▶ [DIRECTIONS FOR THIS TASK] With no additions or omissions, print the listing that follows.

RECORDS SUPPLIED section start

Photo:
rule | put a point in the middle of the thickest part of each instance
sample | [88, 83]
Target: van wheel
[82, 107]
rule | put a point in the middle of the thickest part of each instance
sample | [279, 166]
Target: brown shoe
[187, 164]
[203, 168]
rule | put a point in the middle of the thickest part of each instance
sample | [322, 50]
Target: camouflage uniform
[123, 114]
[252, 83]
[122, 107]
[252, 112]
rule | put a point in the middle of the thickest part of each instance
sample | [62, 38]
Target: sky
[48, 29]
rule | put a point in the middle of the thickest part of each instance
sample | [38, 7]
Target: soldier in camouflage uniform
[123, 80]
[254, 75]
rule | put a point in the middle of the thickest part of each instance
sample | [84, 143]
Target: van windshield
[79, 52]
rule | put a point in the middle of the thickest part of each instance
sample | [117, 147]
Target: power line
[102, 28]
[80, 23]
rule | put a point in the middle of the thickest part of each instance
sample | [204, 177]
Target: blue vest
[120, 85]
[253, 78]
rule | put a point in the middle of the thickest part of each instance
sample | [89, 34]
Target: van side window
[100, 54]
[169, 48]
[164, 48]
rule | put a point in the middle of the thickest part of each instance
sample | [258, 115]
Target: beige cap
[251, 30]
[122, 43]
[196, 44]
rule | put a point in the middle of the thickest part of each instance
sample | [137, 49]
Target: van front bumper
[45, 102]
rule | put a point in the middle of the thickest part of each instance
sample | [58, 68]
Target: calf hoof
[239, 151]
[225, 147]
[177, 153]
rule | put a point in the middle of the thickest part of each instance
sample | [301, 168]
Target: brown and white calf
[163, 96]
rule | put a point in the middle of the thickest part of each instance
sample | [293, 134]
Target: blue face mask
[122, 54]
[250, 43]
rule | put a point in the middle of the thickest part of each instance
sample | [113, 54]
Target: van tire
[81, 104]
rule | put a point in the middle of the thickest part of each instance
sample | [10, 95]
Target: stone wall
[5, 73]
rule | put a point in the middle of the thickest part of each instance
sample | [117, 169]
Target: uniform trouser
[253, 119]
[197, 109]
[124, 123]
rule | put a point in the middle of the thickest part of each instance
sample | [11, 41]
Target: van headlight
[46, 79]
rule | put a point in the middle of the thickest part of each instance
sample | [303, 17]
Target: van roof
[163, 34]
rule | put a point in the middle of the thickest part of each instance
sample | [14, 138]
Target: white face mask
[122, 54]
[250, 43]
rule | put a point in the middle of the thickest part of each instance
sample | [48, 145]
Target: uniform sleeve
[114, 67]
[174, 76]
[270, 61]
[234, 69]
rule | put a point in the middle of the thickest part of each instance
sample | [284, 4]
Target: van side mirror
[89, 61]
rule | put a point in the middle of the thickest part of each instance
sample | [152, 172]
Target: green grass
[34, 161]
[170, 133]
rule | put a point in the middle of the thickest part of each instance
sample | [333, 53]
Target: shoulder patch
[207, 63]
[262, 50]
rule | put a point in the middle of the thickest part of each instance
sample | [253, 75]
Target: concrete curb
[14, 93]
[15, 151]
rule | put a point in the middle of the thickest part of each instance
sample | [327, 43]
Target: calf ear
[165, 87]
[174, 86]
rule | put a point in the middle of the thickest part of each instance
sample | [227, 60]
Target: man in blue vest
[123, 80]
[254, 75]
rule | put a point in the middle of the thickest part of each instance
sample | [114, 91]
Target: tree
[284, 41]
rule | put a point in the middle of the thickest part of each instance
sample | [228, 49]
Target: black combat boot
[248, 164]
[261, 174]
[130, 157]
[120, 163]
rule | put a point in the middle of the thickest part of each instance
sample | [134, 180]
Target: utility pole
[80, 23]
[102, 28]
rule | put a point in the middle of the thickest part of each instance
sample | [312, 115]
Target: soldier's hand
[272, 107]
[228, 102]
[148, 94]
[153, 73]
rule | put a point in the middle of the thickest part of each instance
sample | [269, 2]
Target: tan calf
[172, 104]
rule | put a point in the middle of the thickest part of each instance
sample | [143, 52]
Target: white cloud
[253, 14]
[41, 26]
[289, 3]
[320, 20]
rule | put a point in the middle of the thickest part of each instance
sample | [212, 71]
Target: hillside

RECORDS SUPPLIED section end

▶ [RESPONSE BELOW]
Photo:
rule | put a point in the middle of the thickest part of each instance
sample | [88, 83]
Target: van wheel
[82, 107]
rule | put a point in the middle of the thickest part of each instance
sample | [279, 166]
Target: brown shoe
[187, 164]
[203, 168]
rule | put a point in the middle of the thickest part of each instance
sample | [322, 50]
Target: camouflage uniform
[123, 114]
[252, 83]
[122, 107]
[252, 112]
rule | put a point in the middle of the thickest part of each instance
sample | [62, 38]
Target: sky
[48, 29]
rule | put a point in the middle of the thickest part of each instance
sample | [38, 7]
Target: soldier in camouflage uniform
[123, 80]
[254, 75]
rule | put a point in the middle of the thickest part of each instance
sample | [84, 143]
Target: van windshield
[79, 52]
rule | put a point in the middle of the thickest part of each instance
sample | [117, 147]
Target: power line
[102, 28]
[80, 23]
rule | put a point in the middle of the thickest part of each instance
sample | [204, 177]
Target: blue vest
[120, 85]
[253, 78]
rule | put a point in the middle of the thickest part of each instance
sample | [89, 34]
Target: van side window
[100, 54]
[169, 48]
[164, 48]
rule | put a point in the middle of the thickest part of each instance
sample | [258, 115]
Target: beige cap
[251, 30]
[122, 43]
[196, 44]
rule | put a point in the middle of the thickest part of each instance
sample | [137, 49]
Target: van front bumper
[45, 102]
rule | put a point in the middle of the thickest part of each instance
sample | [58, 68]
Target: calf hoof
[239, 151]
[225, 147]
[177, 153]
rule | put a point in the middle of the thickest part of each instance
sample | [301, 168]
Target: brown and white calf
[163, 96]
rule | put a point in the middle of the thickest part of each instance
sample | [293, 134]
Target: blue face mask
[122, 54]
[250, 43]
rule | put a point in the middle of the thickest part of each instance
sample | [113, 54]
Target: van tire
[81, 104]
rule | put a point in the middle of the thickest part of each instance
sample | [10, 95]
Target: stone wall
[5, 73]
rule | put a point in the middle of the thickest part of each instance
sample | [117, 169]
Target: uniform trouser
[253, 119]
[197, 109]
[124, 123]
rule | put a point in the middle of the thickest part of each instance
sample | [11, 41]
Target: van headlight
[46, 79]
rule | put a point in the middle of the thickest part of each instance
sample | [303, 17]
Target: van roof
[163, 34]
rule | put a point in the middle of the thickest part of each instance
sample | [14, 138]
Target: white face mask
[122, 54]
[250, 43]
rule | put a point in the middle of the thickest part of each instance
sample | [48, 145]
Target: uniform sleeve
[114, 67]
[174, 76]
[270, 61]
[234, 69]
rule | put a point in the middle of the thickest part of each instance
sample | [284, 4]
Target: van side mirror
[89, 61]
rule | put a point in the middle of the thickest part of each instance
sample | [152, 172]
Target: green grass
[34, 161]
[170, 133]
rule | put a point in the middle of the thickest part of each instance
sample | [333, 53]
Target: shoulder patch
[207, 63]
[262, 50]
rule | put a point in the middle of the thickest part of each instance
sample | [253, 75]
Target: concrete curb
[14, 93]
[15, 151]
rule | put a point in the middle of the thickest part of each instance
sample | [327, 43]
Target: calf ear
[165, 87]
[174, 86]
rule | put a point in the middle of the thickest part of each instance
sample | [227, 60]
Target: man in blue vest
[123, 80]
[254, 75]
rule | put a point in the middle of the thickest part of each instance
sample | [114, 91]
Target: tree
[284, 41]
rule | put a point in the middle of the thickest part of each instance
sample | [228, 49]
Target: black combat boot
[248, 164]
[261, 174]
[130, 157]
[120, 163]
rule | put a point in the middle of the thickest part of each instance
sample | [134, 180]
Target: utility pole
[80, 23]
[102, 28]
rule | put a point in the middle of the thickest part of each instance
sample | [312, 115]
Target: soldier's hand
[272, 107]
[228, 102]
[148, 94]
[153, 73]
rule | put a point in the middle of the thickest part of each instance
sample | [269, 2]
Target: tan calf
[172, 104]
rule | put a point in the middle of the thickest part of each instance
sample | [143, 52]
Target: white cloud
[253, 14]
[41, 26]
[289, 3]
[320, 20]
rule | put a point in the middle of the thickest part of each instance
sample | [212, 71]
Target: hillside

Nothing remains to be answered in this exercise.